**Excerpt to read**
On Saturday, May 13, about 30 Indivisible volunteers gathered at Battle Born Progress’ Las Vegas office to discuss Donald Trump, Congress, health care policy, education, state and local government, and much more with Rep. Ruben Kihuen (D-Las Vegas). Before Kihuen returned to Washington, D.C., he engaged in open dialogue with these Nevadans on what he can do to advance a more progressive agenda in this hostile federal environment.
Kihuen stayed at the gathering for over two hours to listen to Southern Nevada Indivisible activists’ concerns and share ideas on how to fight back against Donald Trump and Congressional Republicans’ far-right agenda. He thanked the activists for their work, then encouraged them to stay active.
“Now, more than ever, we need you speaking out.” – Rep. Ruben Kihuen
Kihuen kicked off a lively dialogue on the American Health Care Act, the Trumpcare bill that will roll back Affordable Care Act (ACA) health insurance coverage and protections if enacted. Kihuen described how he always suspected House Republicans would sneak the bill through, even when it seemed dead as a doornail in March. “We knew this would be a fight. We knew this was something they wanted to get done.”

**Natural-language object grounding data**

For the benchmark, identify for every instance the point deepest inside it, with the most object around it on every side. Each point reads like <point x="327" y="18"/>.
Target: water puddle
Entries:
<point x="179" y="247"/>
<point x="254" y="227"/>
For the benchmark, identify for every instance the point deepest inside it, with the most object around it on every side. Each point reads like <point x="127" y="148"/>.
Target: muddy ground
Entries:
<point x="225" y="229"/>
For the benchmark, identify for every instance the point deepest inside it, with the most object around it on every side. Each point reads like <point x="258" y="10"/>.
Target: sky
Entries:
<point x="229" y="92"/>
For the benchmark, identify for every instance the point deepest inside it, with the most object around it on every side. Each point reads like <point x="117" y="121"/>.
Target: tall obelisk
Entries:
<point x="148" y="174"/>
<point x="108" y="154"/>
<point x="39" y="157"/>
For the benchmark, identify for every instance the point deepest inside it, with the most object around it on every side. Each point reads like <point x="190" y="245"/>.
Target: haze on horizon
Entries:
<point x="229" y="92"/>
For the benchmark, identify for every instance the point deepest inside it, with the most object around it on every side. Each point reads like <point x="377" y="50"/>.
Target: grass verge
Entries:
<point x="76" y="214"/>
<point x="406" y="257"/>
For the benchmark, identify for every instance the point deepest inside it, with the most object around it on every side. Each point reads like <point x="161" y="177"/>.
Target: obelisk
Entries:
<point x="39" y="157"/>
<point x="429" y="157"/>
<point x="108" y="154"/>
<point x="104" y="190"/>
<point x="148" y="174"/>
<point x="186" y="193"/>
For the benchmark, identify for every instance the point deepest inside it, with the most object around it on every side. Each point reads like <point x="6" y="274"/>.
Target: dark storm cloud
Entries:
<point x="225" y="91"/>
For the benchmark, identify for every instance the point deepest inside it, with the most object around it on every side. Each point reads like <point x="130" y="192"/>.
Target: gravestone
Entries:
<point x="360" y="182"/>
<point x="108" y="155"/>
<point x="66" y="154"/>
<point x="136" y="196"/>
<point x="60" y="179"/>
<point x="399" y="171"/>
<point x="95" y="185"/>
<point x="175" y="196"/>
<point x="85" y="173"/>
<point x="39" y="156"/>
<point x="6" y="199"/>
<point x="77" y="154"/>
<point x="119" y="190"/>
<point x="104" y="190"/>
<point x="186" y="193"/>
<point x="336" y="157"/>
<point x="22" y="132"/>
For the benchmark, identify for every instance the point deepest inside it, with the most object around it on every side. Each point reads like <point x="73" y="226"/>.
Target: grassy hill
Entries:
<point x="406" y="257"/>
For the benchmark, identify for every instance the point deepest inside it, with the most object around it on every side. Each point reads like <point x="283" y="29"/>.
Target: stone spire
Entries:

**Exercise description**
In the account of the volunteers' meeting with Rep. Ruben Kihuen, how long did Kihuen stay at the gathering?

**Exercise answer**
Over two hours.